Problem requirements — Reproduce every one of the items below word for word, leaving out the pictures.

Exercise material —
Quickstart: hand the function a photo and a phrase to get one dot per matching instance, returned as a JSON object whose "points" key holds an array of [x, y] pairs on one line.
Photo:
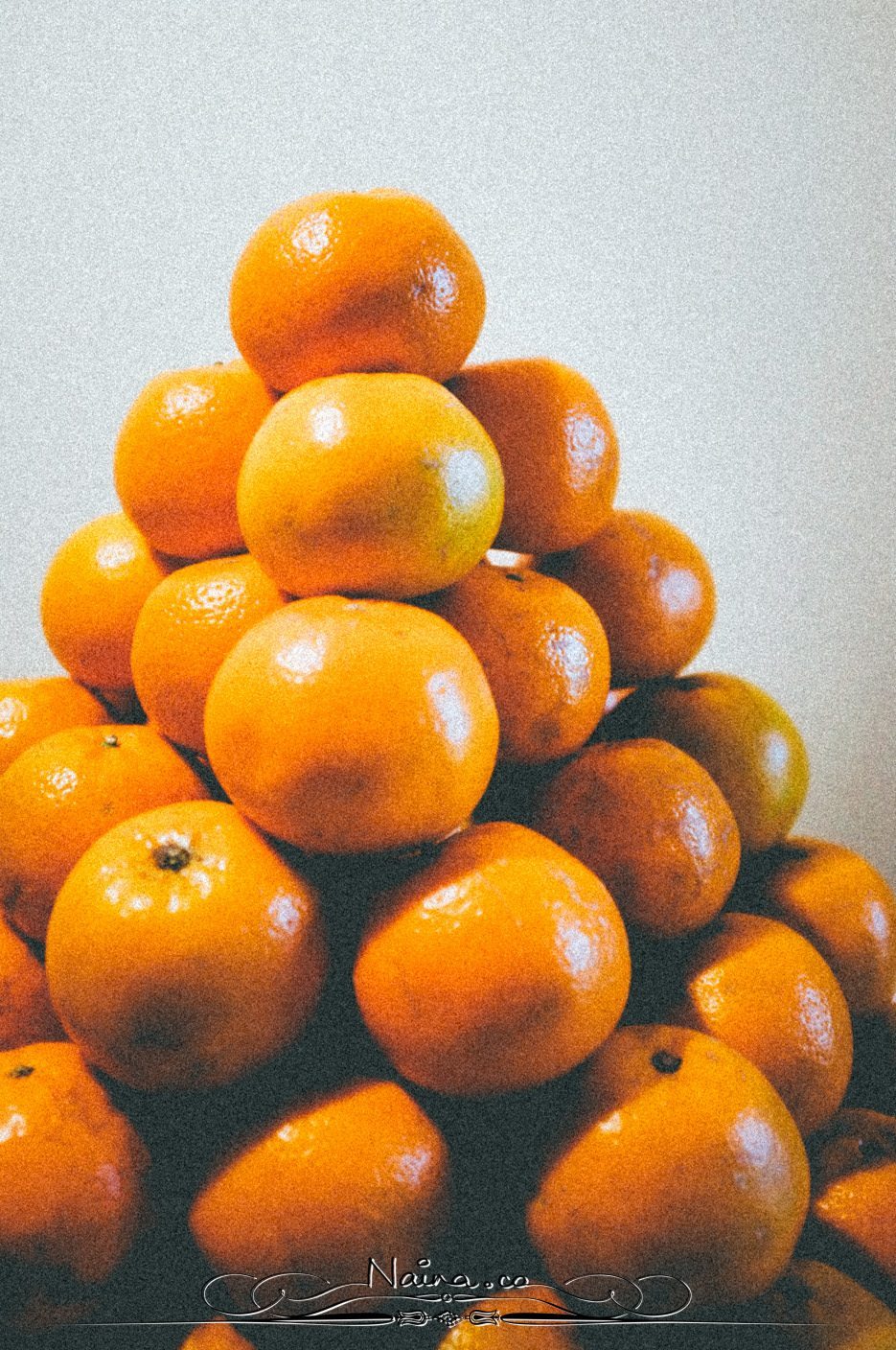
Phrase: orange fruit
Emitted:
{"points": [[26, 1012], [840, 903], [738, 733], [70, 1168], [501, 965], [343, 1178], [185, 629], [542, 651], [556, 444], [855, 1184], [652, 589], [370, 485], [713, 1168], [353, 725], [822, 1309], [92, 594], [766, 991], [217, 1336], [344, 281], [70, 788], [179, 451], [32, 709], [182, 950], [654, 826]]}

The answer —
Quickstart: hand the function a photo and a phrase to get one dot per matching instance, returned as a JSON object whose "points" key holds an array of [x, y] pairs on one line.
Photo:
Phrase: orange fruit
Emitted:
{"points": [[26, 1012], [840, 903], [738, 733], [70, 1168], [501, 965], [343, 1178], [185, 629], [542, 651], [556, 444], [855, 1184], [652, 589], [370, 485], [713, 1168], [353, 725], [822, 1309], [92, 594], [766, 991], [217, 1336], [344, 281], [70, 788], [179, 451], [32, 709], [182, 950], [654, 826]]}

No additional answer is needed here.